## GOAL OF THE EXERCISE
Output an exact reproduction of the data.

Location annotation dataset excerpts

════════

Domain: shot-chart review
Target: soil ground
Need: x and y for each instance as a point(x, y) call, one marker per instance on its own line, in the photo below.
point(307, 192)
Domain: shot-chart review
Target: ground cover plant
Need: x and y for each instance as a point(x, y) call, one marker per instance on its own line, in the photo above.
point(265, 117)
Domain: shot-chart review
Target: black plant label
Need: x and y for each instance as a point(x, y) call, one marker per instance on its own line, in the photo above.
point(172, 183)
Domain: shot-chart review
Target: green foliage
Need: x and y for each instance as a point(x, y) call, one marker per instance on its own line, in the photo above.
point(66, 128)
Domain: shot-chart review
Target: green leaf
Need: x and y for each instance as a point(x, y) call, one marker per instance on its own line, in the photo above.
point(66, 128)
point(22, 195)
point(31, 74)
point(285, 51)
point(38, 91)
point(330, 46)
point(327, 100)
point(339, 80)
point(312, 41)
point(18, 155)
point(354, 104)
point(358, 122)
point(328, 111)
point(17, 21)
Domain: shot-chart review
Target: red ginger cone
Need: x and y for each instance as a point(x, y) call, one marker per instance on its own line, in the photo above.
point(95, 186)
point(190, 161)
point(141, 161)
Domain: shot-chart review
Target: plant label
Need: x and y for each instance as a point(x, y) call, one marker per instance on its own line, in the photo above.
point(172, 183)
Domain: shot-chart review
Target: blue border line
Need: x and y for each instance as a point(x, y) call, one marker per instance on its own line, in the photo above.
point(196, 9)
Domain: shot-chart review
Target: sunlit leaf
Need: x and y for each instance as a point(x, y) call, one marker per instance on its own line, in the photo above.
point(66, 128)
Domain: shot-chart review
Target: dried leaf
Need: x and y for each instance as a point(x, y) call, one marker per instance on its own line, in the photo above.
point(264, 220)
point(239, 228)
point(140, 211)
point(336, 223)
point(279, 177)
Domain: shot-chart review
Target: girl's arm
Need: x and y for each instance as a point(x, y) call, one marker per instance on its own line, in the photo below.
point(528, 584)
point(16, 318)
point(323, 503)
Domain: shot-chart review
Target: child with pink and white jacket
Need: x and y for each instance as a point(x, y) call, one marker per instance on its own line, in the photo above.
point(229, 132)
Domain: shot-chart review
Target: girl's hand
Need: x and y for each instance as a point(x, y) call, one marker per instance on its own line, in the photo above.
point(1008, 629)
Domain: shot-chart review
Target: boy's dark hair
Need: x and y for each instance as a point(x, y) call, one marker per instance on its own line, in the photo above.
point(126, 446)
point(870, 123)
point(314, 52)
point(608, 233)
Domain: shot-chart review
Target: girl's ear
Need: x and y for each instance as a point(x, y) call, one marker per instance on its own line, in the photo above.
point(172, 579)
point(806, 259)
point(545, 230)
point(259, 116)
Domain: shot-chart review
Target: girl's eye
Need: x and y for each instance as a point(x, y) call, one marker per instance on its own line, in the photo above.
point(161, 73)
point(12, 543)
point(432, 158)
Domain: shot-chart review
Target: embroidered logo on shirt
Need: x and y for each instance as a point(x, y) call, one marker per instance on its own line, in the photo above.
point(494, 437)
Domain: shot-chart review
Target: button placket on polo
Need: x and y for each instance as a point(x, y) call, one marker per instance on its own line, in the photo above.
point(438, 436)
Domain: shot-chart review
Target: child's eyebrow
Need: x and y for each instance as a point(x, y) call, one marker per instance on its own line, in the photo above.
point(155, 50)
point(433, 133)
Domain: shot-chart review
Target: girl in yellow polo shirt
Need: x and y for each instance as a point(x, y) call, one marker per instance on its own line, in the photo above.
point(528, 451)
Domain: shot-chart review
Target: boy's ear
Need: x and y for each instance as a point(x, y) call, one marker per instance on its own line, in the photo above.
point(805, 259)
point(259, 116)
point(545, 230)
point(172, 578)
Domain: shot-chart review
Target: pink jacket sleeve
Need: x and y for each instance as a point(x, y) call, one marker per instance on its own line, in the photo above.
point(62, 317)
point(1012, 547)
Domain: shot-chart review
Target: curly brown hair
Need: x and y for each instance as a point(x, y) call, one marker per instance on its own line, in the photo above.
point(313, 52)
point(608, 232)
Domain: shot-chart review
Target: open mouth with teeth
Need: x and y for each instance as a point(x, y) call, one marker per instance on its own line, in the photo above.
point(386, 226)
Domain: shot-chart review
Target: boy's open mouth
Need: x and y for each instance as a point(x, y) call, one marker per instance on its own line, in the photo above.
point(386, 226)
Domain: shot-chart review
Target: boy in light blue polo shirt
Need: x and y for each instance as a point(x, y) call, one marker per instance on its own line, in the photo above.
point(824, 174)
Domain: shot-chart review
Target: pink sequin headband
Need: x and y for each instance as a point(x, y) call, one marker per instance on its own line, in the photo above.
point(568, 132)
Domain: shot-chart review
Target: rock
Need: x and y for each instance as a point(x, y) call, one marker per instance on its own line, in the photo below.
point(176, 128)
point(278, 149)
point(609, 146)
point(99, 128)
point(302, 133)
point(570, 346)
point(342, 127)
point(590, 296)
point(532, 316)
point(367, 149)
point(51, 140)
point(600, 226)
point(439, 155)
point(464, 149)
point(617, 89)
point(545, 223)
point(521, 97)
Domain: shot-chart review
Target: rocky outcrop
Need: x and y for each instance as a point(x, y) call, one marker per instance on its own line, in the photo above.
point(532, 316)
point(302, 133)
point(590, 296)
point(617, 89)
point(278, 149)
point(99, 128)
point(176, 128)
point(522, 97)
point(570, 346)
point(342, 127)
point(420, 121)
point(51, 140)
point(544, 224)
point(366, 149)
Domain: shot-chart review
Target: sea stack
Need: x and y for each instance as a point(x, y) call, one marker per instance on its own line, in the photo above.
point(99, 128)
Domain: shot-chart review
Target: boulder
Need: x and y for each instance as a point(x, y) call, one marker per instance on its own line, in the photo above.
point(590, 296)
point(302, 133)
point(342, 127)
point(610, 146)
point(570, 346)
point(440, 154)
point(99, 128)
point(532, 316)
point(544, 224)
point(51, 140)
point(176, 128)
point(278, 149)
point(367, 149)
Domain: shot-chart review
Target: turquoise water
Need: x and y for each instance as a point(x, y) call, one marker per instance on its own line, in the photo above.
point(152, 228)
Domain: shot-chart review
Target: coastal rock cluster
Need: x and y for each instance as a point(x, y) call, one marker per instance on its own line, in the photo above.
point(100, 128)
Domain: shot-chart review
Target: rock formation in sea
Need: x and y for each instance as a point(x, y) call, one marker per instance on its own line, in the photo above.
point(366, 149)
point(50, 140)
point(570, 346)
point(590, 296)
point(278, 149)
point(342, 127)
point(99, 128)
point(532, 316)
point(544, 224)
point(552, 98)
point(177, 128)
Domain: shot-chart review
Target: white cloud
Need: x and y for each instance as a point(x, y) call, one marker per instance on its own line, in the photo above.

════════

## SOLUTION TO THIS PROBLEM
Domain: shot-chart review
Target: soil ground
Need: x and y for each instance as a point(x, y) call, one marker per instance on its own line, in the photo below.
point(307, 192)
Domain: shot-chart review
Target: ground cover plant
Need: x and y for each instance as a point(x, y) call, one marker per instance on its own line, in the photo above.
point(265, 117)
Domain: shot-chart review
Target: black plant label
Need: x and y for each instance as a point(x, y) call, one marker per instance on its own line, in the photo above.
point(172, 183)
Domain: shot-chart review
Target: green foliage
Need: x and y for each instance as a point(x, y) call, one marker per instance on its own line, in the photo above.
point(66, 128)
Domain: shot-chart review
Target: green leaf
Need: x and y for each instance as a point(x, y) call, one marker per instance on its own line, in the photo above.
point(66, 128)
point(22, 195)
point(31, 74)
point(285, 51)
point(38, 91)
point(330, 46)
point(327, 100)
point(339, 80)
point(312, 41)
point(18, 155)
point(354, 104)
point(358, 122)
point(328, 111)
point(17, 21)
Domain: shot-chart review
Target: red ginger cone
Need: x and y for each instance as a point(x, y) call, one marker per instance on its own line, in the photo above.
point(95, 186)
point(190, 161)
point(141, 161)
Domain: shot-chart review
Target: plant label
Need: x and y for each instance as a point(x, y) call, one marker per instance on its own line, in the photo above.
point(172, 183)
Domain: shot-chart review
Target: blue border line
Need: x and y for each instance as a point(x, y) call, one marker per instance on its own line, in the photo above.
point(196, 9)
Domain: shot-chart review
Target: sunlit leaf
Need: x and y for each instance as a point(x, y) call, one marker per instance on its own line, in the photo above.
point(66, 128)
Domain: shot-chart review
Target: dried leaf
Need: x and y for each instance as a point(x, y) call, one marker per instance on its own line, in the photo above.
point(264, 220)
point(239, 228)
point(140, 211)
point(336, 223)
point(279, 177)
Domain: shot-chart review
Target: girl's arm
Need: x and y for each instance as a point(x, y) call, one marker per instance on its own line, in the photo below.
point(528, 584)
point(16, 318)
point(323, 503)
Domain: shot-chart review
Target: child with pink and white jacket
Need: x and y for each instance as a point(x, y) call, one marker per instance on its own line, in the photo above.
point(229, 132)
Domain: shot-chart review
Target: girl's hand
Need: x and y for each instance as a point(x, y) call, one marker per instance on its own line, in the photo above.
point(1008, 629)
Domain: shot-chart review
Target: boy's dark hair
Need: x and y for each instance as a point(x, y) call, one marker per instance on its own line, in the photo above.
point(126, 446)
point(870, 123)
point(314, 52)
point(608, 233)
Domain: shot-chart review
Target: girl's ear
Need: x and y for each instance as a point(x, y) call, one marker per instance on its own line, in the photo above.
point(172, 579)
point(806, 259)
point(545, 230)
point(259, 116)
Domain: shot-chart review
Target: girl's eye
Need: x and y for each instance as a point(x, y) call, one marker per instance on its own line, in the photo above.
point(161, 73)
point(12, 543)
point(432, 158)
Domain: shot-chart review
Target: embroidered logo on shirt
Need: x and y for each instance as a point(x, y) call, one marker per instance on its own line, in the photo above.
point(494, 437)
Domain: shot-chart review
Target: button placket on polo
Need: x and y for each instance as a point(x, y) call, one marker per instance on its own line, in the photo above.
point(438, 436)
Domain: shot-chart review
Target: child's eyebrow
Need: x and y for each instance as a point(x, y) call, one marker per instance on its own line, in the photo above.
point(155, 50)
point(433, 133)
Domain: shot-chart review
Target: girl in yellow polo shirt
Need: x and y for each instance as a point(x, y) call, one marker per instance on its own line, in the photo above.
point(528, 451)
Domain: shot-chart review
Target: boy's ear
Need: x and y for each instance as a point(x, y) call, one marker per instance on its own line, in the photo above.
point(805, 259)
point(259, 116)
point(545, 230)
point(172, 578)
Domain: shot-chart review
Target: pink jacket sleeve
Need: x and y for each instance as a point(x, y) call, one marker per instance on its own line, in the photo above.
point(62, 317)
point(1012, 547)
Domain: shot-chart review
Target: curly brown hair
Need: x and y for each instance as a point(x, y) call, one marker per instance on its own line, in the photo above.
point(313, 52)
point(608, 232)
Domain: shot-chart review
Target: open mouth with teeth
Need: x and y for each instance as a point(x, y) call, one marker per instance on its own line, in the photo above.
point(386, 226)
Domain: shot-chart review
Target: boy's open mouth
Need: x and y for each instance as a point(x, y) call, one marker per instance on its own line, in the photo above.
point(386, 226)
Domain: shot-chart review
Target: boy in light blue polo shirt
Need: x and y for each instance as a point(x, y) call, one marker per instance on its own line, in the photo above.
point(824, 174)
Domain: shot-chart review
Target: pink sequin headband
Need: x and y for each instance as a point(x, y) call, one marker per instance on its own line, in the photo above.
point(568, 132)
Domain: shot-chart review
Target: rock
Need: x and y for each instance as a point(x, y) call, one marker per instance on its own line, in the photo below.
point(176, 128)
point(278, 149)
point(609, 146)
point(99, 128)
point(302, 133)
point(570, 346)
point(342, 127)
point(590, 296)
point(532, 316)
point(367, 149)
point(51, 140)
point(600, 226)
point(439, 155)
point(464, 149)
point(617, 89)
point(545, 223)
point(521, 97)
Domain: shot-chart review
Target: rocky outcrop
Need: x and y for each instance as a point(x, y) call, one marker per instance on its own line, in the photo above.
point(532, 316)
point(302, 133)
point(590, 296)
point(617, 89)
point(278, 149)
point(99, 128)
point(176, 128)
point(522, 97)
point(570, 346)
point(342, 127)
point(420, 121)
point(51, 140)
point(544, 224)
point(366, 149)
Domain: shot-chart review
Target: sea stack
Need: x and y for each instance as a point(x, y) call, one marker per instance on its own line, in the photo above.
point(99, 128)
Domain: shot-chart review
Target: boulder
Need: x and y for each instance as a point(x, y) call, one marker per instance on its own line, in the photo above.
point(590, 296)
point(302, 133)
point(342, 127)
point(610, 146)
point(570, 346)
point(440, 154)
point(99, 128)
point(532, 316)
point(544, 224)
point(51, 140)
point(176, 128)
point(278, 149)
point(367, 149)
Domain: shot-chart review
Target: turquoise water
Need: x and y for each instance as a point(x, y) call, one marker per instance on its own line, in the photo above.
point(152, 228)
Domain: shot-chart review
Target: coastal rock cluster
Need: x and y for each instance as a point(x, y) call, one marker per instance on its own line, in the photo above.
point(100, 128)
Domain: shot-chart review
Target: rock formation in sea
Need: x and y for each instance as a point(x, y) call, one marker per instance on its own line, in the photo above.
point(366, 149)
point(50, 140)
point(570, 346)
point(590, 296)
point(278, 149)
point(342, 127)
point(99, 128)
point(532, 316)
point(544, 224)
point(552, 98)
point(177, 128)
Domain: shot-chart review
Target: white cloud
Need: x and y for each instance as a point(x, y) call, one marker per instance on its own line, in the photo above.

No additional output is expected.